● MATERIAL SHOWN:
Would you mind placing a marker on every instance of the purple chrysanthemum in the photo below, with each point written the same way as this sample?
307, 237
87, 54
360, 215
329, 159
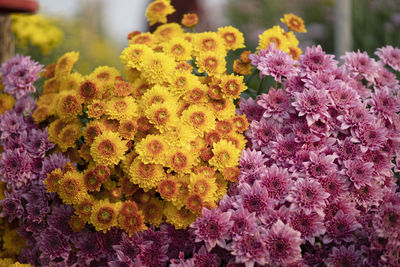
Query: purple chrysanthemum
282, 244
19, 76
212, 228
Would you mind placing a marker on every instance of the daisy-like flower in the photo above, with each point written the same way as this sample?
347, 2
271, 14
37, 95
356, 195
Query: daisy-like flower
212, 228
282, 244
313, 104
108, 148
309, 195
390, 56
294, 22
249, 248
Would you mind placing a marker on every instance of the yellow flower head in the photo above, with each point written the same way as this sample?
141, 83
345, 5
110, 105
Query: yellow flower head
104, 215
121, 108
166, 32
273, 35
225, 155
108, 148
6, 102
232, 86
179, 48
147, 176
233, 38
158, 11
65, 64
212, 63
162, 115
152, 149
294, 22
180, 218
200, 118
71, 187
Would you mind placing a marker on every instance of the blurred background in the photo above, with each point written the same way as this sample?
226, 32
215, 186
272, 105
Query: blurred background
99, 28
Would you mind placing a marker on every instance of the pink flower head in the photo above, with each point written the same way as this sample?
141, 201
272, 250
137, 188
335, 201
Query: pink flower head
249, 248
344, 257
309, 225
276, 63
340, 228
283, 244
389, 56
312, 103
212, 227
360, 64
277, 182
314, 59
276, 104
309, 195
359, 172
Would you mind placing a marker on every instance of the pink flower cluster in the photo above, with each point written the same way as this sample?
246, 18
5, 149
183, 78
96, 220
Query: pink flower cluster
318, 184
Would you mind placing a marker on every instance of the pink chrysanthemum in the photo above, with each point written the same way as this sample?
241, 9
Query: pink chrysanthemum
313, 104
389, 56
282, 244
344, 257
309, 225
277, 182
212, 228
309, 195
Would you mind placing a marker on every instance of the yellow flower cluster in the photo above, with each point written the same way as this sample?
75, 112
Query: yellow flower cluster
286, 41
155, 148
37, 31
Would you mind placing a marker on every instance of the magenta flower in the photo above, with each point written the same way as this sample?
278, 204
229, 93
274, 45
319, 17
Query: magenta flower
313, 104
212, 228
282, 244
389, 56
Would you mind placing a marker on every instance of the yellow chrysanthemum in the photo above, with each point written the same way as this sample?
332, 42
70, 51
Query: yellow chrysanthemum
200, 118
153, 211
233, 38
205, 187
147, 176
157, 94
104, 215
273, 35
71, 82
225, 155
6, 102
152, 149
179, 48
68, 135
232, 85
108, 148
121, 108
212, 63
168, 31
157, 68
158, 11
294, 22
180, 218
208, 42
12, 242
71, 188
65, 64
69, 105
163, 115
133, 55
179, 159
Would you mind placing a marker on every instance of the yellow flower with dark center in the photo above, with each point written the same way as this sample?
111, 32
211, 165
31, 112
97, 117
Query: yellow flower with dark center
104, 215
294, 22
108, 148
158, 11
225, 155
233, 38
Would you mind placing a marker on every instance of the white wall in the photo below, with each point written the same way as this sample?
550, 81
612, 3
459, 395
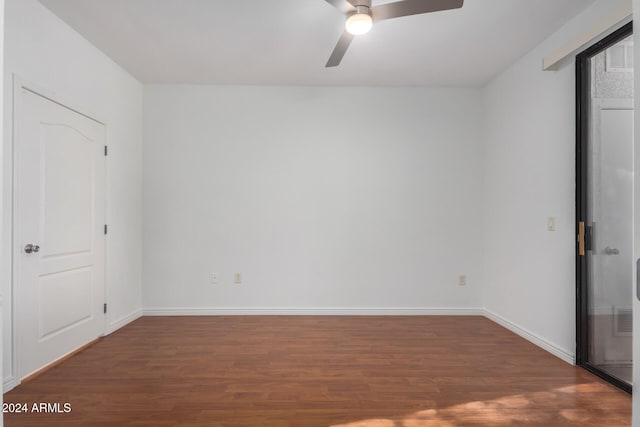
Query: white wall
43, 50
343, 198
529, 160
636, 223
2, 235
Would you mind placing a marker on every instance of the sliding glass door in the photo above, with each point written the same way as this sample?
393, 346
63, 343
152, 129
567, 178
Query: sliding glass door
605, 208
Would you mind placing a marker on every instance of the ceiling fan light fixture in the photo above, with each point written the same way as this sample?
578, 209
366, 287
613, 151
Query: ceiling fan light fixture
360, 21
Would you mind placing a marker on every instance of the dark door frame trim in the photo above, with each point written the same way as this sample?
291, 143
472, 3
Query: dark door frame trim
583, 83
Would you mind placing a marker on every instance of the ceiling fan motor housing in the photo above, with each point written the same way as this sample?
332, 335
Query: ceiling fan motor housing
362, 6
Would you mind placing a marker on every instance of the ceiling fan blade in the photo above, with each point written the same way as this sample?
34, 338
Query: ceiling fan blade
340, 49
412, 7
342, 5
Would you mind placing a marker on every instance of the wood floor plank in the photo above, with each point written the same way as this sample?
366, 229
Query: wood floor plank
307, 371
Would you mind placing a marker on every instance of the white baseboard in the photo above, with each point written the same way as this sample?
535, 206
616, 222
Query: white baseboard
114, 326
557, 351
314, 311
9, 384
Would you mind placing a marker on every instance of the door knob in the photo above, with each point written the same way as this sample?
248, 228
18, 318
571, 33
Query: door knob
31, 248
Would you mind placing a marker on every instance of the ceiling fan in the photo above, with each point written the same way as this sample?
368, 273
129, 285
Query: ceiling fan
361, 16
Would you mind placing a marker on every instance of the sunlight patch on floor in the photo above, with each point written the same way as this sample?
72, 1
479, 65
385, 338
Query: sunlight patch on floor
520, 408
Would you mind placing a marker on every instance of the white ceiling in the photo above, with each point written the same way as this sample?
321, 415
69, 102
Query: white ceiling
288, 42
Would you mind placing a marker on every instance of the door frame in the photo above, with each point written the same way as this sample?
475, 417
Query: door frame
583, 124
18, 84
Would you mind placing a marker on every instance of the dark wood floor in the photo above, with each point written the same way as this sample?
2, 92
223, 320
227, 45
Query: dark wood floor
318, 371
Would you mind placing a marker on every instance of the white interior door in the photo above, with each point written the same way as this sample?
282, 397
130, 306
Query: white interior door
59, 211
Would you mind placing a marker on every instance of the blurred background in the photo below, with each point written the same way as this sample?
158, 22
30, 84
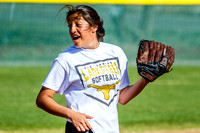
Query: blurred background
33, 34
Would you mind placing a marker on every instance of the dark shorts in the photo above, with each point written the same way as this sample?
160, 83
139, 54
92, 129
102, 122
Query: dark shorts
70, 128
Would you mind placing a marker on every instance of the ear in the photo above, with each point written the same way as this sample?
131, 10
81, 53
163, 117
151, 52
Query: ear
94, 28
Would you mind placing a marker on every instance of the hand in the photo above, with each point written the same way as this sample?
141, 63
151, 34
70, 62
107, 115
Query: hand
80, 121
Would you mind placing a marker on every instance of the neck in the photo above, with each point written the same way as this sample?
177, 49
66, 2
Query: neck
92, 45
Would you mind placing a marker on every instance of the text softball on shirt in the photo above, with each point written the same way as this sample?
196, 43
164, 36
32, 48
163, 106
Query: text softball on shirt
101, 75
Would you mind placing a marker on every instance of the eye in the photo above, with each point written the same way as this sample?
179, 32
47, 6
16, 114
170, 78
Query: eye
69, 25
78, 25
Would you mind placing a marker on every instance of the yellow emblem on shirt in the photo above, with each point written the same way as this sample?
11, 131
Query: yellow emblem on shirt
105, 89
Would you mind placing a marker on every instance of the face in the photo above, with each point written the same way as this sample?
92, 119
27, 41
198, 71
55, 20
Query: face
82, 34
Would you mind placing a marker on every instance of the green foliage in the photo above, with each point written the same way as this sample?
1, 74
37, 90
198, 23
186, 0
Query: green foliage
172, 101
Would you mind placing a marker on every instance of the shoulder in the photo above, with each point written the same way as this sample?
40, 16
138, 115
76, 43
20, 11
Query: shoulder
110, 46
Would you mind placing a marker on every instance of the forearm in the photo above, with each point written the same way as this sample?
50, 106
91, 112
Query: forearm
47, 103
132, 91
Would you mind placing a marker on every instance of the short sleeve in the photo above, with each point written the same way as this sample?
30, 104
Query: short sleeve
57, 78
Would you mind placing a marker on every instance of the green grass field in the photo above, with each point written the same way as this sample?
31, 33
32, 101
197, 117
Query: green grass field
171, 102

● INSTRUCTIONS TO FOLLOW: Only the pictures stay behind; copy everything else in the records above exactly.

● THE ANSWER:
Would you mind placing a marker on every instance of the purple chrysanthemum in the photo below, with each point written the same way as this sample?
307, 237
87, 54
360, 215
329, 159
Query: purple chrysanthemum
282, 244
19, 76
212, 228
Would you mind placing a marker on every instance of the daisy-like flower in the photo above, with each point written the same way as this sample?
347, 2
271, 14
37, 95
356, 195
Query: daisy-like flower
212, 228
282, 244
313, 104
108, 148
309, 195
390, 56
294, 22
249, 248
Would you mind placing a marker on every instance of the yellow flower head in the photo above, with each point written the same way as this sample?
141, 83
345, 5
110, 105
Query: yellow flower head
104, 215
121, 108
166, 32
273, 35
225, 155
108, 148
6, 102
232, 86
179, 48
147, 176
233, 38
158, 11
65, 64
212, 63
162, 115
152, 149
294, 22
180, 218
200, 118
71, 187
Would you mind placing a marker on every instance of the blurred background in the photo above, with each point written the same way as this sample?
226, 32
215, 186
272, 105
Query: blurred background
99, 28
Would you mind placing a marker on every instance of the pink flower head in the photo above, with each point written the same way as this sample?
141, 201
272, 250
137, 188
335, 201
Query: pink flower head
249, 248
344, 257
309, 225
276, 63
340, 228
283, 244
389, 56
312, 103
212, 227
360, 64
277, 182
314, 59
276, 104
309, 195
359, 172
Would you mind placing a marker on every instance of the pink flower cluster in the photo above, with each point written the same way as this sample?
246, 18
5, 149
183, 78
96, 220
Query: pink flower cluster
318, 184
Would you mind placing a marker on every instance of the pink chrysanthemum in the photo above, with each point written the same way as this sample?
241, 9
Query: pink chrysanthemum
313, 104
389, 56
282, 244
344, 257
309, 225
277, 182
212, 228
309, 195
Would you mind placing a marker on every instance of the yellow flower cluster in the photo above, with each point written the same way as this sample?
75, 112
Query: yellow flower cluster
286, 41
155, 148
37, 31
Would you mind placing a marker on every instance of the magenta flower in the photo above, with each point written the same way as this sample?
278, 204
229, 93
274, 45
319, 17
Query: magenta flower
313, 104
212, 228
282, 244
389, 56
Would you mind placing a marker on every instance of the yellow chrysanthemum in the photo above, with each point written the same way as this sample?
332, 42
70, 51
Query: yellow chrysanthemum
200, 118
153, 211
233, 38
205, 187
147, 176
157, 94
104, 215
273, 35
71, 82
225, 155
6, 102
152, 149
179, 48
68, 135
232, 85
108, 148
121, 108
212, 63
168, 31
157, 68
158, 11
294, 22
180, 218
208, 42
12, 242
71, 188
65, 64
69, 105
163, 115
133, 55
179, 159
Would you mind placing a marker on every instance of the yellow flower with dark center in the photo above, with each point written the same way as this sample?
111, 32
211, 165
31, 112
97, 117
Query: yellow flower with dark center
104, 215
294, 22
108, 148
158, 11
225, 155
233, 38
Would you mind placing a marker on every instance of the white wall in the photo below, with each point written the same way as this sample?
550, 81
612, 3
459, 395
Query: white wall
43, 50
343, 198
529, 160
636, 223
2, 235
Would you mind placing a marker on every instance of the sliding glass door in the photo above, with each point written the same way as this sample?
393, 346
63, 343
152, 129
567, 178
Query: sliding glass door
605, 208
Would you mind placing a marker on every instance of the ceiling fan light fixture in the photo above, with each point written the same way as this sample?
578, 209
366, 287
613, 151
Query: ceiling fan light fixture
360, 21
Would you mind placing a marker on every instance of the dark door frame trim in the photo above, with each point written the same way as this sample?
291, 143
472, 3
Query: dark door frame trim
583, 83
Would you mind placing a marker on every instance of the ceiling fan motor housing in the photo above, with each point written the same way as this sample?
332, 335
Query: ceiling fan motor housing
362, 6
Would you mind placing a marker on every instance of the ceiling fan blade in the photo above, with each point written the same way as this sample?
34, 338
Query: ceiling fan blade
340, 49
412, 7
342, 5
Would you mind placing a marker on every instance of the wood floor plank in the photo above, with each point written the same way as this sample?
366, 229
Query: wood floor plank
307, 371
Would you mind placing a marker on every instance of the white baseboard in the photo above, with each point written the same way as this sample?
535, 206
616, 222
Query: white baseboard
114, 326
557, 351
314, 311
9, 384
Would you mind placing a marker on every instance of the door knob in the photo above, with each point written the same way as this sample?
248, 228
18, 318
571, 33
Query: door knob
31, 248
Would you mind placing a marker on every instance of the ceiling fan in the photo above, with each point written the same way as this sample?
368, 273
129, 285
Query: ceiling fan
361, 16
Would you mind placing a marker on every instance of the sunlight patch on floor in the photo above, with each point written the same way as this sample?
72, 1
479, 65
385, 338
Query: sunlight patch on floor
520, 408
Would you mind placing a marker on every instance of the white ceiling in the photo above, with each point written the same way as this sample?
321, 415
69, 102
Query: white ceiling
288, 42
Would you mind placing a marker on every instance of the door frame in the photo above, with each point written the same way as this sample?
475, 417
Query: door frame
583, 124
18, 84
Would you mind placing a marker on every instance of the dark wood floor in the photo above, with each point written the same way as this sample?
2, 92
223, 320
227, 45
Query: dark wood floor
318, 371
Would you mind placing a marker on every instance of the white interior door in the photo above, with each point written the same way as this sample?
282, 397
130, 306
Query: white interior door
59, 211
Would you mind placing a marker on every instance of the blurred background in the photo below, with each point written the same way as this sample?
158, 22
30, 84
Query: blurred background
33, 34
Would you mind placing a marker on every instance of the dark shorts in the photo above, with each point written the same way as this sample?
160, 83
139, 54
92, 129
102, 122
Query: dark shorts
70, 128
Would you mind placing a marker on every instance of the ear in the photo above, with each point written the same way as this sample?
131, 10
81, 53
163, 117
151, 52
Query: ear
94, 28
Would you mind placing a marker on every instance of the hand in the photo above, with each point written the same way as this sample?
141, 63
151, 34
70, 62
107, 115
Query: hand
80, 121
Would you mind placing a marker on every instance of the neck in the photo above, with each point written the same way as this sample?
177, 49
66, 2
Query: neck
92, 45
Would you mind placing a marker on every instance of the text softball on shirt in the photo above, with each point written the same way as this sample?
196, 43
164, 36
32, 48
163, 106
Query: text softball on shirt
101, 75
Would you mind placing a marker on every instance of the eye in the photo above, with each point written the same way as this sample?
179, 32
47, 6
16, 114
170, 78
Query: eye
69, 25
78, 25
Would you mind placing a marker on every instance of the yellow emblem on shirt in the photo above, with each point written the same way as this sample?
11, 131
Query: yellow emblem on shirt
105, 89
Would you mind placing a marker on every instance of the face in the photo above, with each point written the same way as this sample?
92, 119
27, 41
198, 71
55, 20
Query: face
82, 34
Would you mind placing a marker on every instance of the green foliage in the photo above, with each point written the same way as this sample?
1, 74
37, 90
198, 23
186, 0
Query: green foliage
172, 101
Would you mind placing a marker on every instance of the shoulder in the photo above, with each point written the same way as this sample?
40, 16
138, 115
76, 43
20, 11
Query: shoulder
110, 46
Would you mind placing a marker on every instance of the forearm in the photo above, with each point written the same way as this sample?
50, 106
91, 112
Query: forearm
47, 103
132, 91
Would you mind placing a marker on every instance of the short sleeve in the photo above, with each point written the same way as this sample?
30, 104
Query: short sleeve
57, 78
Would you mind placing a marker on every instance of the green grass field in the photo above, with each point written the same way as this sample?
31, 33
32, 101
197, 117
Query: green grass field
171, 102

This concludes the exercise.